[Start of Attachment]

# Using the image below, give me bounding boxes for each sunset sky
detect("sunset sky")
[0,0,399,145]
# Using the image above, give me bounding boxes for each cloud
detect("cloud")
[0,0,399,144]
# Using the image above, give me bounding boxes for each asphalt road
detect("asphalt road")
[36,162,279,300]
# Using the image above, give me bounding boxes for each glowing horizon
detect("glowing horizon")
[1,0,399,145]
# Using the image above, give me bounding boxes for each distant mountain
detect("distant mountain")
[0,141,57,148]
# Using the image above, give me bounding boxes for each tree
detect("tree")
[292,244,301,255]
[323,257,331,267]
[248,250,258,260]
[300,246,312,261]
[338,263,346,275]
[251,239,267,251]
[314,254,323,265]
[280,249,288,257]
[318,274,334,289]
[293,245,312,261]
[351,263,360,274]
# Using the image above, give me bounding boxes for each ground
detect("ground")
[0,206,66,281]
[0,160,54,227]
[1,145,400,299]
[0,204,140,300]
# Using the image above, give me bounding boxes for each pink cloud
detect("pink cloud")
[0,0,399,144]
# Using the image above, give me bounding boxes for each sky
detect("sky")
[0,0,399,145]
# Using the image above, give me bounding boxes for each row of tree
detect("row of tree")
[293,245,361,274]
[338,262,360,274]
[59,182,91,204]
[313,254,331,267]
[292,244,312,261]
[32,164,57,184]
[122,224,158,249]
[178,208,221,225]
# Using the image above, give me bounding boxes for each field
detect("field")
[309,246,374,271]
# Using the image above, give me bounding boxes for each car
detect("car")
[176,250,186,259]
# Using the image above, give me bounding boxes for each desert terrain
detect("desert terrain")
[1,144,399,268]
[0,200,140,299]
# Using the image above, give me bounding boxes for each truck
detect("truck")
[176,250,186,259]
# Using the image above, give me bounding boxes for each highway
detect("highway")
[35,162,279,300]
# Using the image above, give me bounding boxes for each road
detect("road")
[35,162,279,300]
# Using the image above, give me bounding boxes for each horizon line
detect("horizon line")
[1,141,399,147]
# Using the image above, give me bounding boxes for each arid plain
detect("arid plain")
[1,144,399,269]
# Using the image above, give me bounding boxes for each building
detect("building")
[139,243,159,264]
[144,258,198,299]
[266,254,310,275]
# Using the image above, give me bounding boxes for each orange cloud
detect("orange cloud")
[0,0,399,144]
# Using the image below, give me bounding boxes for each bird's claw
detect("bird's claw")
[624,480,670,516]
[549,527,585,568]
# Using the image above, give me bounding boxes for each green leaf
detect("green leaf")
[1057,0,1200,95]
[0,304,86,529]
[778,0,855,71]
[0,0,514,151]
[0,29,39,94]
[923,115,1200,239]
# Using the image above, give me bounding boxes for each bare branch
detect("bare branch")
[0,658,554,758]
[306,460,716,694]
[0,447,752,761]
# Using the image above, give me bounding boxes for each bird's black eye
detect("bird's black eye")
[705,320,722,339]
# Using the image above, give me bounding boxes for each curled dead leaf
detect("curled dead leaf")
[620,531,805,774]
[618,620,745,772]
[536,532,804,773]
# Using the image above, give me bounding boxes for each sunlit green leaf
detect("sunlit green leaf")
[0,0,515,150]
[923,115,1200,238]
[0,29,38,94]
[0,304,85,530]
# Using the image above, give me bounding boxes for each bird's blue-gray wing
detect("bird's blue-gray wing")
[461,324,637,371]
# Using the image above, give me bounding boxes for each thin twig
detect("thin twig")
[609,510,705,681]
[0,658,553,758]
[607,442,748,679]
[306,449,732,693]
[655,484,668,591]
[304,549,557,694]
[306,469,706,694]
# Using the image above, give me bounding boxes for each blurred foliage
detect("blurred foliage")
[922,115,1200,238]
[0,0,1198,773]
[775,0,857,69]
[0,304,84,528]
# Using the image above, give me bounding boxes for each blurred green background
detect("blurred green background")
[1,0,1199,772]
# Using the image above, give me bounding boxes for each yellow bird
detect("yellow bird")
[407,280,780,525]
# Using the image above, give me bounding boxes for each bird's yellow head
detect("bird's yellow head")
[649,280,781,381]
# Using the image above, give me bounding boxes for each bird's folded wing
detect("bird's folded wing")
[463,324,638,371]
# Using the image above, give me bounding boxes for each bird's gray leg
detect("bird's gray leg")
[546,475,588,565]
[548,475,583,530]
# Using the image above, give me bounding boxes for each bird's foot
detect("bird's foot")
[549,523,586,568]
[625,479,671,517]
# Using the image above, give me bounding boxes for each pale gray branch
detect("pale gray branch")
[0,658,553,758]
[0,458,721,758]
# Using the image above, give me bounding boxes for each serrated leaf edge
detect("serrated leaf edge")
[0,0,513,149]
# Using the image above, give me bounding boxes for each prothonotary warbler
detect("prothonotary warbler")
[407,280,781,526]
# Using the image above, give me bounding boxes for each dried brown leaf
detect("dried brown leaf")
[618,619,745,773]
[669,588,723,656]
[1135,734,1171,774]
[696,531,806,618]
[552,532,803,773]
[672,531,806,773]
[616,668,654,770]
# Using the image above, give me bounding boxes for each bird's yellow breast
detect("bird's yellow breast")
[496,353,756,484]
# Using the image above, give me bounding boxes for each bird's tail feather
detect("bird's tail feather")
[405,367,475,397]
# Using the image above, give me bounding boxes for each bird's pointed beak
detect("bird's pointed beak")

[End of Attachment]

• [REQUIRED ACTION]:
Produce the entries again, character for character.

• [WRITTEN RESPONSE]:
# Using the image below, give me bounding boxes for each sunset sky
detect("sunset sky")
[0,0,399,145]
# Using the image above, give me bounding boxes for each cloud
detect("cloud")
[0,0,399,144]
# Using the image above, give me bounding boxes for each asphalt road
detect("asphalt road")
[36,162,279,300]
# Using the image above, give me bounding boxes for each glowing horizon
detect("glowing horizon")
[1,0,399,145]
# Using the image above, give me bounding boxes for each distant mountain
detect("distant mountain")
[0,141,57,148]
# Using the image above, give me bounding boxes for each tree
detect("tree")
[292,244,301,255]
[323,257,331,267]
[248,250,258,260]
[300,246,312,261]
[338,263,346,275]
[251,239,267,251]
[314,254,323,265]
[280,249,288,257]
[318,274,334,289]
[293,245,312,261]
[351,263,360,274]
# Using the image above, give me bounding boxes for each ground
detect("ground")
[0,206,66,281]
[0,160,54,227]
[1,145,400,299]
[0,204,140,300]
# Using the image above, give me bounding boxes for each pink cloud
detect("pink cloud")
[0,0,399,144]
# Using the image above, give me bounding boxes for each sky
detect("sky")
[0,0,399,145]
# Using the image above, give me bounding boxes for each row of tree
detect("row of tree")
[293,245,361,274]
[338,262,360,274]
[59,182,91,204]
[313,254,331,267]
[292,244,312,261]
[32,164,57,184]
[122,224,158,249]
[178,208,221,225]
# Using the image above, give me bounding boxes for each field
detect("field")
[309,246,374,271]
# Using the image above, give me bounding boxes for each car
detect("car")
[176,250,186,259]
# Using the image above, give me bounding boxes for each desert terrain
detect("desert terrain")
[1,144,399,268]
[0,200,140,299]
# Using the image above, give me bounding boxes for each truck
detect("truck")
[176,250,186,259]
# Using the image above, give me bounding boxes for each highway
detect("highway")
[35,162,279,300]
# Using the image above, give me bounding boxes for each road
detect("road")
[35,162,279,300]
# Using the image above, give me bounding boxes for each horizon line
detect("horizon line")
[1,141,399,147]
# Using the image above, give me bounding boxes for each arid plain
detect("arid plain")
[1,144,399,269]
# Using the image above, give me bounding boxes for each building
detect("building")
[139,243,159,264]
[144,258,198,299]
[266,254,310,275]
# Using the image above, give me bounding boxes for each orange cloud
detect("orange cloud")
[0,0,399,144]
# Using the image below, give me bounding boxes for each bird's claw
detect("bird's claw")
[624,480,670,516]
[549,527,585,568]
# Using the image above, give me bounding boxes for each green leaf
detect("green leaf")
[1057,0,1200,95]
[0,304,86,529]
[778,0,855,71]
[0,0,514,151]
[0,29,39,94]
[923,115,1200,239]
# Using the image above, give me bounding boxes for each bare branch
detect("bare branch")
[0,658,554,758]
[306,460,716,694]
[0,447,752,761]
# Using the image above, give me bounding boxes for each bird's black eye
detect("bird's black eye")
[705,320,722,339]
# Using the image above, give me bounding boxes for each curled dead leaf
detect("curled dead leaf")
[620,531,805,774]
[618,620,745,772]
[536,532,804,773]
# Using the image above, give me bounding boxes for each sunlit green leaf
detect("sunlit green leaf")
[0,0,515,150]
[923,115,1200,238]
[0,29,38,94]
[0,304,85,530]
# Using the image above, give me bounding boxes for each bird's blue-gray wing
detect("bird's blue-gray wing")
[461,324,637,371]
# Using the image above, give me bounding boxes for each thin twig
detect("thin twig")
[609,510,705,681]
[0,658,553,758]
[607,442,748,679]
[306,449,732,693]
[655,484,668,591]
[304,549,557,694]
[306,469,706,694]
# Using the image above, give me bounding boxes for each blurred foliage
detect("blurred foliage")
[922,115,1200,238]
[0,0,1198,773]
[775,0,857,69]
[0,304,84,528]
# Using the image above, give me bounding boxes for each blurred green background
detect("blurred green background")
[1,0,1199,772]
# Using the image above, give me bounding boxes for each yellow bird
detect("yellow bird")
[407,280,780,525]
# Using the image above, give me bounding boxes for each bird's yellow head
detect("bird's yellow head")
[649,280,781,381]
# Using the image above, give me bounding boxes for each bird's folded wing
detect("bird's folded wing")
[463,324,638,371]
# Using the image above, give me bounding boxes for each bird's gray leg
detect("bird's gray leg")
[546,475,588,565]
[548,475,583,530]
# Using the image above, give me bounding boxes for each bird's foot
detect("bird's foot")
[549,523,586,568]
[625,479,671,517]
# Using the image above, give me bounding boxes for each pale gray branch
detect("pale gray branch")
[0,658,553,758]
[0,458,721,758]
# Using the image above, give me bounding boxes for each serrated leaf edge
detect("serrated leaf edge")
[0,0,513,149]
# Using the image above, give me bounding boxes for each prothonotary warbler
detect("prothonotary warbler")
[407,280,781,526]
# Using the image above, give me bounding boxes for each dried brown leaf
detect("dried brown leaf")
[618,619,745,773]
[669,588,723,656]
[1135,734,1171,774]
[696,531,806,618]
[552,532,803,773]
[672,531,806,773]
[616,668,654,770]
# Using the image above, give me bounding boxes for each bird's yellow breast
detect("bird's yellow breast")
[496,353,756,484]
# Using the image above, give me bounding boxes for each bird's tail feather
detect("bird's tail feather")
[405,367,475,397]
# Using the image above, give me bounding boxes for each bird's pointed beak
detect("bird's pointed beak")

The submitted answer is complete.